Blasphemy also extends to language against Christ’s Church, against the Saints, and against sacred things or places. It is also blasphemous to use God’s name to cover up criminal practices, to reduce people to servitude, to torture persons or put them to death. Blasphemy is contrary to the respect and honour due God and His holy name.

Blasphemy is intrinsically a grave sin. Some sins are intrinsically grave, and this means that whatever the circumstances are, and whatever the motives for sinning are, it is an act which in and of itself is gravely sinful. We cannot talk our way out of it!

So blasphemy’s intrinsic gravity means that if we commit that sin knowing it is sinful and we were not pressurised* into it, we have committed mortal sin. By this sin we have cut ourselves off from God, turned away from Him and destroyed charity in our heart. In the state of mortal sin we can only be brought back by a new initiative of God’s mercy – that is, through the sacrament of Penance. In the state of mortal sin we may not receive the Blessed Sacrament of the Altar without bringing condemnation on ourselves and committing sacrilege.

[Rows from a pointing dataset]
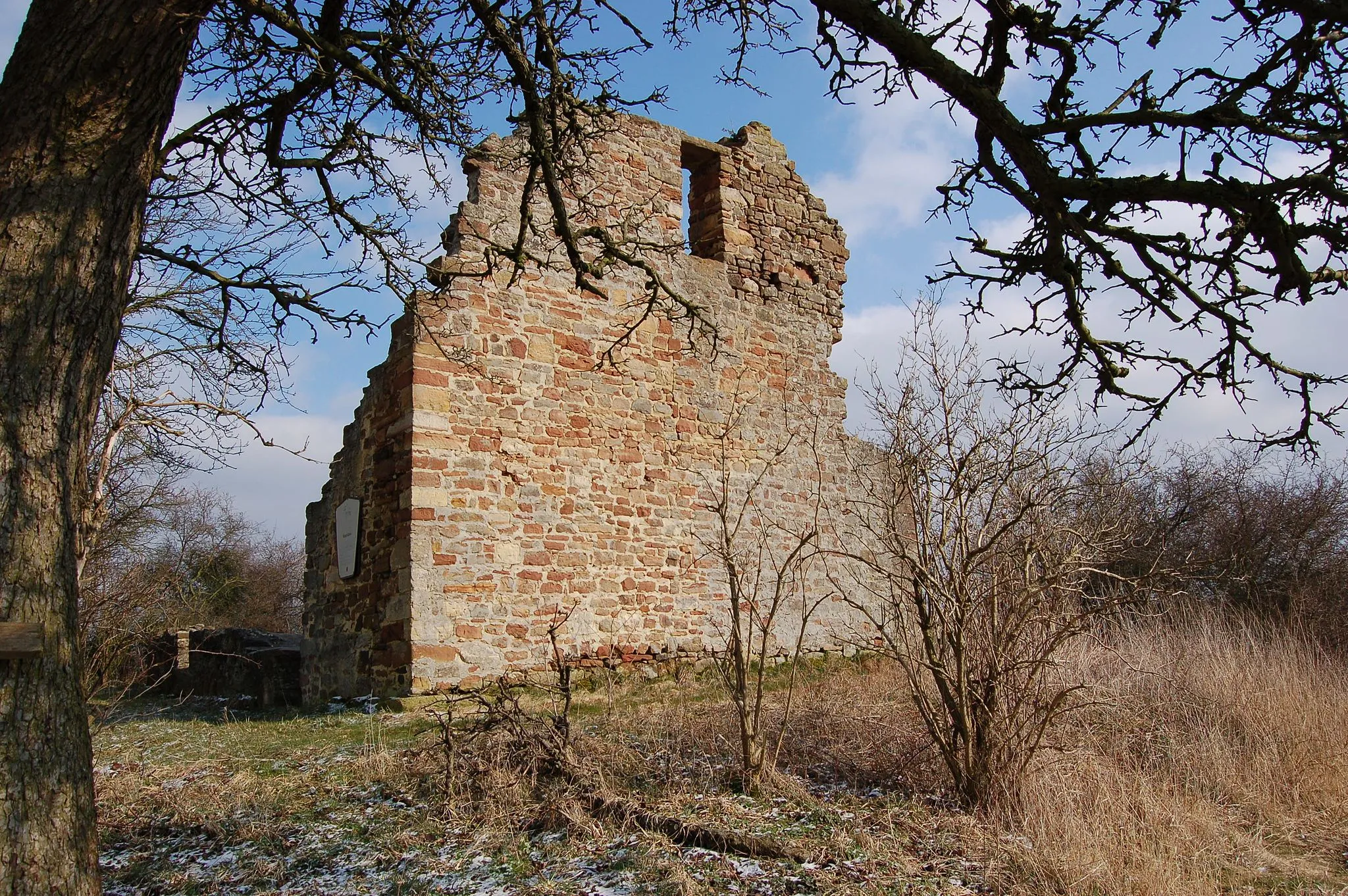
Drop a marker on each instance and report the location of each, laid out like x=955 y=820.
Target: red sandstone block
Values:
x=440 y=653
x=429 y=378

▶ [YOUR GOAL]: Resume the text on blasphemy after its final sentence and keep writing in the same manner. You don't need the records for anything here.

▶ [WRITTEN RESPONSE]:
If we realise we are a blasphemer we need to repent as soon as possible and we need to get to confession regularly until we have driven the habit out of our system.

We live in a time and place where God and His Holy name is regularly profaned, but for those without faith there is ignorance to defend their action. For those of us with faith, we have no such defence. God’s Holy name is for salvation not for cursing – by profaning His holiness and His sacred name we curse no one but ourselves.

Fr Ian

See also the article in the Catechism: CCC 2142f.

* Pressure can come for example from peers or from bad habits. If we have laid down a habit of blaspheming over a long period of time while the first times we blasphemed might have been mortal sins, now because of the habit, the sin though grave is not a mortal sin. However recourse to the sacrament of penance is the best course of action after committing blasphemy.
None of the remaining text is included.